- TEXT UNDER STUDY -
►
Sunday, May 08, 2005

Buy Truth and Don't Sell It

I attend a Lutheran church, but it's one of those churches that has abandoned the standard lectionary. We only visit the standard texts for Christmas, Holy Week, Pentecost and sometimes Advent. Ordinarily this bothers me, especially when, for instance, Ascension Sunday is pre-empted by a Mother's Day celebration.

But today, I got a few surprise blessings in the deal.

The first was in the reading, which today was from Proverbs 23. I have the idea in my mind that the Biblical texts read in the liturgy should speak to us just as much as the sermon does, if not more so. I'm convinced that is their purpose in the liturgy. But in practice, I've rarely seen it happen that way, perhaps because of how thoroughly the sermon has usurped the role of the texts.

But today, the text spoke to me. As Psalm 23 was being read, one line took hold of me and captured my focus: "Buy truth and don't sell it." Maybe it will leave you cold. When I talked to my wife about it, she wasn't impressed. But it spoke to me. "Buy truth and don't sell it."

What it said to me was this: Truth is valuable. It is worth sacrificing for. We should do what we can to obtain truth. It's worth bending our rules to obtain it. We should seek it out. It's worth the cost. And conversly, we shouldn't be willing to part with truth. It's a treasured possession. Once we have it, we shouldn't let it go for anything.

The second blessing I received this morning was, I think, an illustration of this. As I said, our church was celebrating Mother's Day today. As part of the children's sermon, the children were given flowers to distribute to all the women in the congregation. While this was going on, one of our church's adminstrative assistants sang a song. What you should know about this woman is that she has dedicated her life to the service of the Church. So far as I know, she has always been single. The Church is her family.

There are a number of women like this in my church -- women who haven't chosen the "traditional" life of wife and mother, women who have, I believe, a vocation to the single life, women who give themselves completely to the rest of us.
◄
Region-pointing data
►
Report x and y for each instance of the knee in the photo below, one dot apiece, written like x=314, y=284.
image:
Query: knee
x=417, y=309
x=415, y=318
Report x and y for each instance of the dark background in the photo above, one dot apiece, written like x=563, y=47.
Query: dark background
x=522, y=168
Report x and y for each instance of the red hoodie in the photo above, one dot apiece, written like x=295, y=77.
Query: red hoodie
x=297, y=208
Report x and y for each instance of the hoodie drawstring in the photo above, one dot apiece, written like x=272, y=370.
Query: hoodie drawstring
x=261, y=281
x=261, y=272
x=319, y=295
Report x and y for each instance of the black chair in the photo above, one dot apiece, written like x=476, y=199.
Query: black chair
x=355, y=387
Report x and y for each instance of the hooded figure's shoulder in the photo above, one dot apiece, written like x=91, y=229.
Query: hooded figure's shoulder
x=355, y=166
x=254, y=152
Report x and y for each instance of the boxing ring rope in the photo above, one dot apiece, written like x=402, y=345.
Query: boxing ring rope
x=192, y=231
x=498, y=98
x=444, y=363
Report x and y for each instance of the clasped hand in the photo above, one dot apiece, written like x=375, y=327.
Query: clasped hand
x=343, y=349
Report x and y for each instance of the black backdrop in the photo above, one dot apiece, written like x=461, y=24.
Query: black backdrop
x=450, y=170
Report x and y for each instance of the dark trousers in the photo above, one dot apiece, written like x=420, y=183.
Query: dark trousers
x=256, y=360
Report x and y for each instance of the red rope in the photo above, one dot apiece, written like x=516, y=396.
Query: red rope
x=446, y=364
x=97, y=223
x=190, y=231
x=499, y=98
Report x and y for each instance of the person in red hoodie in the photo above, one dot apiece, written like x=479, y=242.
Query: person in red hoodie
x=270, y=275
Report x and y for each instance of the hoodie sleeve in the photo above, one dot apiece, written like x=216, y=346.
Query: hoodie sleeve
◄
- THE TASK -
Continue the post about the Mother's Day service and the line "Buy truth and don't sell it," picking up right after its last sentence.

- OUTPUT -
And so this woman who sang during the distribution of flowers had a note put in the bulletin which said, "This song is dedicated to all women who nuture through Christian love." With this simple note, she transformed my perception of what we were celebrating from the biological and social function of motherhood to a deeper sense of nurturing and life-giving spirit.

She bought truth.

Then the third blessing was that our assistant pastor, who has an incredible gift for taking banal assignments and transforming them into something beautiful, also picked up on this deeper theme and, with the help of a couple of key passages from Isaiah, turned what was billed as a sermon about mothers, into a wonderful message about how there are some aspects of what God does that simply can't be grasped with anything other than the image of a mother.

He didn't sell truth.

2 comments:

LutheranChik said...

This is a bit off tangent, but I loved the way the people in your church expanded the concept of "motherhood" to include everyone.

Interestingly, in my church -- which consists of many extended families who've lived in the area forever, and where prayers tend to be family-focused -- my pastor has begun praying, in the Prayer of the Day, for "single people and their friends." I really appreciate that.

Andy Kaylor said...

Actually, that's not off tangent at all. That was the main thing that got me started on this post. If it seemed like my point was something else, it was me who got sidetracked by what it was wrapped in.